En prensa, radio, televisión y redes sociales, todo el mundo opina. Se opina de todo, a todas horas, en todos los formatos. Se nos ha hecho creer que opinar es ejercer libertad. Que expresar una postura —aunque sea sin contexto ni reflexión— es un acto democrático. Pero hay un matiz inquietante: no opinamos tanto para entender el mundo como para alinearnos con un relato.
La paradoja es reveladora: en nombre de la “opinión pública” se despliega un ejército de voces cuya verdadera función no es expresar lo que la gente piensa, sino decirle qué debe pensar.
Cada tertuliano, cada influencer, cada columna de prensa, ocupa un espacio estratégico: no informan, forman. No discuten, condicionan. No abren el pensamiento, lo cercan. Bajo la apariencia de pluralidad, se coreografían disensos cuidadosamente delimitados, divergencias controladas, falsos antagonismos que impiden ver los puntos ciegos del sistema.
La maquinaria mediática ha aprendido a explotar con precisión quirúrgica el sesgo de confirmación: ese mecanismo mental por el cual preferimos lo que refuerza nuestras creencias previas. Así, no se trata de convencer, sino de reafirmar. No de argumentar, sino de reforzar trincheras emocionales. Se nos dan razones para seguir pensando lo mismo… incluso cuando el mundo cambia.

---------------

» Instrucciones
- A) Reescribe el texto sobre la opinión en los medios entre "La paradoja es" y "qué debe pensar.", ambos incluidos, y cambia "ejército" por "coro".
- B) Continúa el texto sobre la opinión en los medios a partir del último párrafo.

---------------

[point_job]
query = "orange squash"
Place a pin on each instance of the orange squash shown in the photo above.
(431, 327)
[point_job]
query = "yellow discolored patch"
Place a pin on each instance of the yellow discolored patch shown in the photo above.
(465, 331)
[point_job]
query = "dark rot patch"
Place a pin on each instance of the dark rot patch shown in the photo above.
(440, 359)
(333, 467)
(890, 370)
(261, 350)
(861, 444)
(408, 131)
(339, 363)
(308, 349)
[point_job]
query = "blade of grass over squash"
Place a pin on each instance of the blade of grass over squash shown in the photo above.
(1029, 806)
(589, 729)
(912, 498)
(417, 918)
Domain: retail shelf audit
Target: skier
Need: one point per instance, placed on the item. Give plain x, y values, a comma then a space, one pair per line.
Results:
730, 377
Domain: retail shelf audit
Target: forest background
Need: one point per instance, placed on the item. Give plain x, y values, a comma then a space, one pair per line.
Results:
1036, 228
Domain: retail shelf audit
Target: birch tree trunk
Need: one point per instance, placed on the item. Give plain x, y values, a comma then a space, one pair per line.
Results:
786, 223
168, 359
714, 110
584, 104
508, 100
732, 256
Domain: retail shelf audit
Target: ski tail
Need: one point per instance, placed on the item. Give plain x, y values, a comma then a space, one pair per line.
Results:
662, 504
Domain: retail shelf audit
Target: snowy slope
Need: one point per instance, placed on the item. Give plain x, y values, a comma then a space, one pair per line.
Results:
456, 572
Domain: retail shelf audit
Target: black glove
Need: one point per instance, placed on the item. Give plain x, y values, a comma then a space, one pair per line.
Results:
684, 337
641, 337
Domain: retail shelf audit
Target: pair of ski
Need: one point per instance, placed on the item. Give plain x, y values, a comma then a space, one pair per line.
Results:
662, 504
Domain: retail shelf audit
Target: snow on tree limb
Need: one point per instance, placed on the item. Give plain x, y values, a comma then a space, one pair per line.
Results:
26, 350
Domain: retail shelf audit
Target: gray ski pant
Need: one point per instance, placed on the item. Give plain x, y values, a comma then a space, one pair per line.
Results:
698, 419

---------------

» Soluciones
- A)
La paradoja es reveladora: en nombre de la “opinión pública” se despliega un coro de voces cuya verdadera función no es expresar lo que la gente piensa, sino decirle qué debe pensar.

- B)
Y como si no bastara con el sesgo, entran en escena las técnicas de neuromarketing: el ritmo del discurso, la música emocional de los anuncios, los colores de las imágenes, los tiempos de exposición. Todo está calibrado para activar impulsos, modular emociones, sellar adhesiones rápidas sin pasar por el filtro de la razón. Ya no se persuade: se programa.
La opinión pública no nace del pueblo: se produce. Se construye. Se introduce por goteo. No es un fenómeno espontáneo, sino una arquitectura dirigida, mantenida y corregida según las necesidades de los poderes que manejan los focos.
Y todo aquel que pretenda salirse del guion será etiquetado: radical, conspiranoico, inocente, peligroso, irrelevante.
No es la verdad lo que triunfa, sino lo que mejor se disfraza de ella.
El problema no es que nos manipulen: es que hemos aprendido a llamarlo “información”.